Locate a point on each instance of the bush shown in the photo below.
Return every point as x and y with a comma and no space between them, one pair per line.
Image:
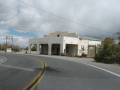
109,52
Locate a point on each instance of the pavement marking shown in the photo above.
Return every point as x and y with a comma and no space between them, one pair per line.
113,73
33,84
3,59
16,67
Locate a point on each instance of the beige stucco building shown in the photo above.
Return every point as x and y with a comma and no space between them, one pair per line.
62,43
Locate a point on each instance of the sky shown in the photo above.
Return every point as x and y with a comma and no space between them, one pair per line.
25,19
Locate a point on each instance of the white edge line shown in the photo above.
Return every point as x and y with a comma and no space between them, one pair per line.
115,74
103,70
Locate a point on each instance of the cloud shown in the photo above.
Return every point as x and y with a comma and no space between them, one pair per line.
88,17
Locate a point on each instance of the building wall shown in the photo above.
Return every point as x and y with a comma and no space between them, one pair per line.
80,44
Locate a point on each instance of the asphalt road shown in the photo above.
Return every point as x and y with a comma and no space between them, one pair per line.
59,75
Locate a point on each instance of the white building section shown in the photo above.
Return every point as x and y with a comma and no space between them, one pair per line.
62,43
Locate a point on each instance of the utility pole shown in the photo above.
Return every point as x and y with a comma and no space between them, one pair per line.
6,43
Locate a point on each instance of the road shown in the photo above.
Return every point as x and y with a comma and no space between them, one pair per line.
59,75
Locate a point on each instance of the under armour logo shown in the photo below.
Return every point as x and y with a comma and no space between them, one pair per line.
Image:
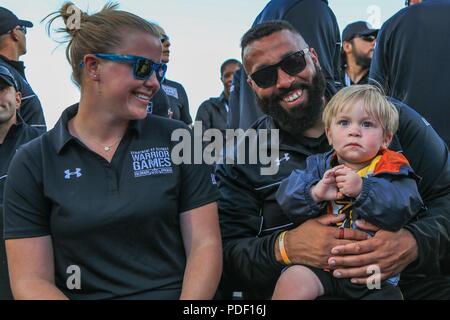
285,158
69,174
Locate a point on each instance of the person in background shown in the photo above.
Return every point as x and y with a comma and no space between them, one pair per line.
411,61
358,42
178,99
96,208
13,133
13,45
213,112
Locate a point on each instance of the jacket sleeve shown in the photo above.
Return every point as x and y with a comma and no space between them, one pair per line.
185,113
249,258
378,74
294,195
204,116
429,158
388,201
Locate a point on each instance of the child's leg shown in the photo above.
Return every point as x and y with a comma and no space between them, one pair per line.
298,283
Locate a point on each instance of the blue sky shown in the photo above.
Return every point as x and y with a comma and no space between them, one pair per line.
203,33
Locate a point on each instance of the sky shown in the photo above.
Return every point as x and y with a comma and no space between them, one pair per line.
203,33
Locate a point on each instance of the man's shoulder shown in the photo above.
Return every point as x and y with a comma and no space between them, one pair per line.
173,84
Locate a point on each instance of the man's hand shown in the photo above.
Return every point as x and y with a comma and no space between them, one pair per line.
390,251
311,242
326,189
348,181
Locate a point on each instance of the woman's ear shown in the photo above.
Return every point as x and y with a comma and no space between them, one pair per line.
18,99
92,67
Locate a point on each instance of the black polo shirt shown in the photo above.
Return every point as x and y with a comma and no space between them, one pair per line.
118,222
178,101
17,135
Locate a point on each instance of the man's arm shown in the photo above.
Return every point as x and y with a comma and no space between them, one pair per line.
378,74
204,116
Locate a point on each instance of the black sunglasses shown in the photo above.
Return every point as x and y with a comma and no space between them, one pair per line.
21,28
292,65
369,38
164,38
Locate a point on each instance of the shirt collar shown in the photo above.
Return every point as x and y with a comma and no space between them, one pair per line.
18,65
62,136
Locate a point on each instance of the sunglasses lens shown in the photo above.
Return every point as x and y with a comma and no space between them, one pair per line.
143,69
161,72
164,38
294,63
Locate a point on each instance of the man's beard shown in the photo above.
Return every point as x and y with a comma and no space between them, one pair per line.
361,60
302,117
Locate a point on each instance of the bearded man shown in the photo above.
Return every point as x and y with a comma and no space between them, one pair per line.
285,74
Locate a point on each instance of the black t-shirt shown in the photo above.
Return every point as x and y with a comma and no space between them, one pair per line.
411,61
178,101
17,135
118,222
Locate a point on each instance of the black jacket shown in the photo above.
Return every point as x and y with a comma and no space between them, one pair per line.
17,135
389,197
317,24
30,109
411,61
251,219
213,114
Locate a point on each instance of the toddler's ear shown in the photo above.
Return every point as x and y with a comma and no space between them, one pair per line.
387,141
329,137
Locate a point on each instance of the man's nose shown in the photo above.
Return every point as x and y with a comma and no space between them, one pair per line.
152,82
284,80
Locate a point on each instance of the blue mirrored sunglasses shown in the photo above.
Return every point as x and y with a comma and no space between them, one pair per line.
143,68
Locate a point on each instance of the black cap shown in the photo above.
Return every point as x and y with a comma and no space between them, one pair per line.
9,21
358,28
7,79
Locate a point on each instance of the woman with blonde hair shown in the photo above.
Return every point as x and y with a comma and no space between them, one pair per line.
96,208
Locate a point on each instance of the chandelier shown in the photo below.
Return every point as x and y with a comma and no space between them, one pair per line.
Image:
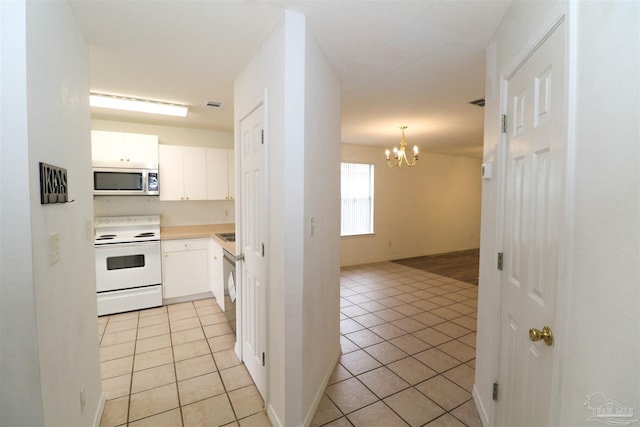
400,156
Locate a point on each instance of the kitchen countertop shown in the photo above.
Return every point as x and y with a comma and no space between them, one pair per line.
173,232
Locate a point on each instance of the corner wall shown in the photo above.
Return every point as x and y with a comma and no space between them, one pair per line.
49,308
321,300
296,131
431,208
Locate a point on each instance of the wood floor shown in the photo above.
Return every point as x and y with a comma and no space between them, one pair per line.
462,265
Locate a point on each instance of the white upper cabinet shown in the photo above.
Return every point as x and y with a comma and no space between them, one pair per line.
220,171
182,173
128,150
196,173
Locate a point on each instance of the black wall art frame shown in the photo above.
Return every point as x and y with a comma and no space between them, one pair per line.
53,184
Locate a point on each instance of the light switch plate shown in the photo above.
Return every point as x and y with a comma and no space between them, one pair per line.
54,248
487,171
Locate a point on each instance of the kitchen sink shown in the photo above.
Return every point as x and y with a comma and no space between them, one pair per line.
227,237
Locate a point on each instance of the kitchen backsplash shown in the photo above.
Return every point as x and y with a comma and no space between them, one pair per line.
171,213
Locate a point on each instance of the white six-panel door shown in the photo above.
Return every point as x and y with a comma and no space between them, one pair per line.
252,240
534,198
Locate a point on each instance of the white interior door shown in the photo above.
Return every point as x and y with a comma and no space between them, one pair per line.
535,170
252,241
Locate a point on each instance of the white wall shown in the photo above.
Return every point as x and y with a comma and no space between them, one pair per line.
321,340
599,324
302,109
172,212
602,316
48,316
20,397
431,208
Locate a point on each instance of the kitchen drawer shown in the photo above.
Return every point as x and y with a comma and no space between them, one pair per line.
184,245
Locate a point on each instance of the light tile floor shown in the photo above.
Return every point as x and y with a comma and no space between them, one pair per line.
408,341
175,366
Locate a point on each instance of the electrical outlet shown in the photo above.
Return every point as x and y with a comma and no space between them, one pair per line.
54,248
83,400
88,230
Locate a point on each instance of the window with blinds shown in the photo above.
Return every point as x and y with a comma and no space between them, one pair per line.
356,188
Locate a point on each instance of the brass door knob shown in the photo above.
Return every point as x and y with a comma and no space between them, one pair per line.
545,334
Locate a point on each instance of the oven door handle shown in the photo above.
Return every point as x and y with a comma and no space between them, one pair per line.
128,244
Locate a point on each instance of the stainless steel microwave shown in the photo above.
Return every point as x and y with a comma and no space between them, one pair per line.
109,181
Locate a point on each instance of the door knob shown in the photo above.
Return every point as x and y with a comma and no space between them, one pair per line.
545,334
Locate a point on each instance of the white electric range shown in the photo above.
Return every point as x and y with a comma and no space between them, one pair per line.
128,263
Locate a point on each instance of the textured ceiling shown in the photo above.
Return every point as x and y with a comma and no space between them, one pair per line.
416,63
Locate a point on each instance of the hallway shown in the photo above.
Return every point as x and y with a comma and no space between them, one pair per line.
408,341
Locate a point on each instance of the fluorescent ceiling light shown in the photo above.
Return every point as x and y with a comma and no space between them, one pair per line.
139,105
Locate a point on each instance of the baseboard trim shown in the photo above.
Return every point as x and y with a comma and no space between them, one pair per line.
484,417
275,421
318,397
98,417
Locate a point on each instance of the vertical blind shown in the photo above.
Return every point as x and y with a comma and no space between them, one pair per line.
356,182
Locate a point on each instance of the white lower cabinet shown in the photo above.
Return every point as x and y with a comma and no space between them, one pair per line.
217,282
185,267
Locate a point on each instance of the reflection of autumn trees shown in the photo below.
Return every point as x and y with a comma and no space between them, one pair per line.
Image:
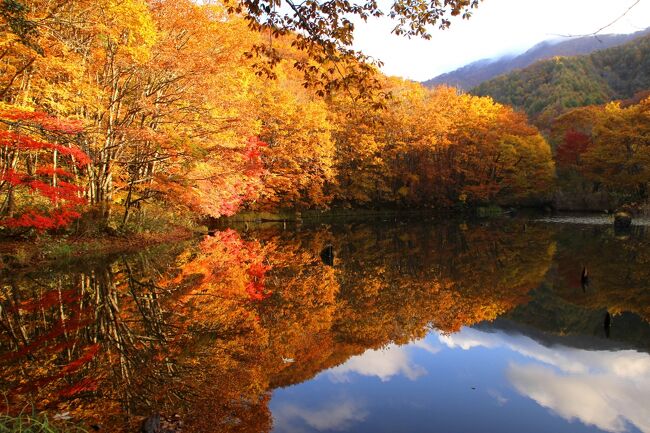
83,334
207,331
618,268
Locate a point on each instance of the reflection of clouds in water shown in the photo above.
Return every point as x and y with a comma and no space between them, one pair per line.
384,363
603,400
500,399
338,416
601,388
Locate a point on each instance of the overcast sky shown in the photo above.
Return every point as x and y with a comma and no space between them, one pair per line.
496,28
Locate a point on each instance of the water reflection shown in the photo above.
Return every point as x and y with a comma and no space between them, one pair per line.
209,329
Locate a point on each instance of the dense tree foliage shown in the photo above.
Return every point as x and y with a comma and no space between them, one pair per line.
548,88
170,109
605,147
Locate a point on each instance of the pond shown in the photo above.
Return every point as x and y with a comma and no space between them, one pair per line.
409,326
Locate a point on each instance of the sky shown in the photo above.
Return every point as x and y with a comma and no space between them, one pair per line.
496,28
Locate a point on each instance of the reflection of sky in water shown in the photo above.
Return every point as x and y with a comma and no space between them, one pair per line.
473,381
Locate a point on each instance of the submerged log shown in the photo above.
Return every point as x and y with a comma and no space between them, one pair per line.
622,220
327,255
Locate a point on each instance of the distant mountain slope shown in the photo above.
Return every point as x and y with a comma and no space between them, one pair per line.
475,73
549,87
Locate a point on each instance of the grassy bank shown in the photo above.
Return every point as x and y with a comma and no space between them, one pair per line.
46,248
35,424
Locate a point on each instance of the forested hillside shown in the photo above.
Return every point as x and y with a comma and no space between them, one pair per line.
547,88
475,73
114,113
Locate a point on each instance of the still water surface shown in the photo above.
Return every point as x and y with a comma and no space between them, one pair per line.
416,327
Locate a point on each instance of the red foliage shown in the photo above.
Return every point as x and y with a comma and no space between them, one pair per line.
88,355
575,144
86,384
46,181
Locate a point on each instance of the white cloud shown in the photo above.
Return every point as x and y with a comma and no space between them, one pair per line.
337,416
603,400
384,364
497,27
607,389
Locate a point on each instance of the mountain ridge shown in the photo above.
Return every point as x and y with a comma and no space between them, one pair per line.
477,72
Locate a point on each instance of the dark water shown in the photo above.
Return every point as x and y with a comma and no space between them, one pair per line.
417,327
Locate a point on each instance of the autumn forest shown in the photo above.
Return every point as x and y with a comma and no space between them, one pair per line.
214,213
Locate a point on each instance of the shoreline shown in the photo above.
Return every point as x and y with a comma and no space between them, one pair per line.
17,254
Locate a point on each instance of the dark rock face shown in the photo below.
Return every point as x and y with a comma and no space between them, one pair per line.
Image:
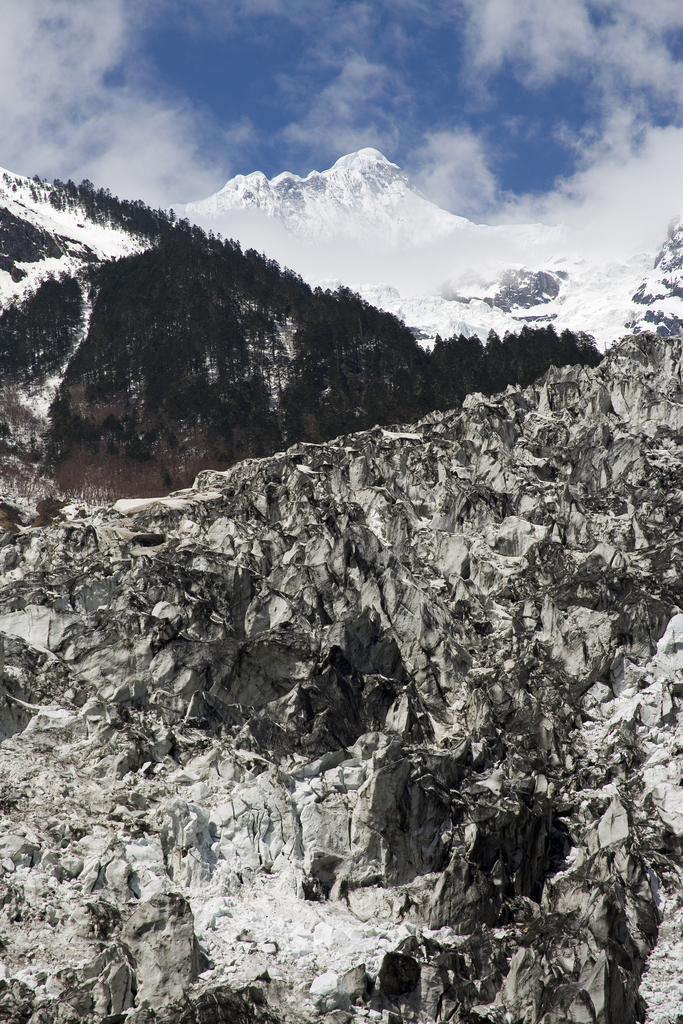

——————

*Requirement*. Begin with the first line of the records and repeat every line up to the one with "Locate a point on each instance of the beige", counting that line too. Pictures are not part of the copy.

*Task output*.
Locate a point on each instance of the bush shown in the photo below.
Return every point as x and y with a comma and no space between them, one pair per line.
Image:
109,52
Locate a point on each instance of the pavement marking shown in the photo above.
Return every point as x and y with a comma and no space between them, one pair per line.
113,73
33,84
3,59
16,67
Locate a point on each instance of the beige stucco building shown in the photo above.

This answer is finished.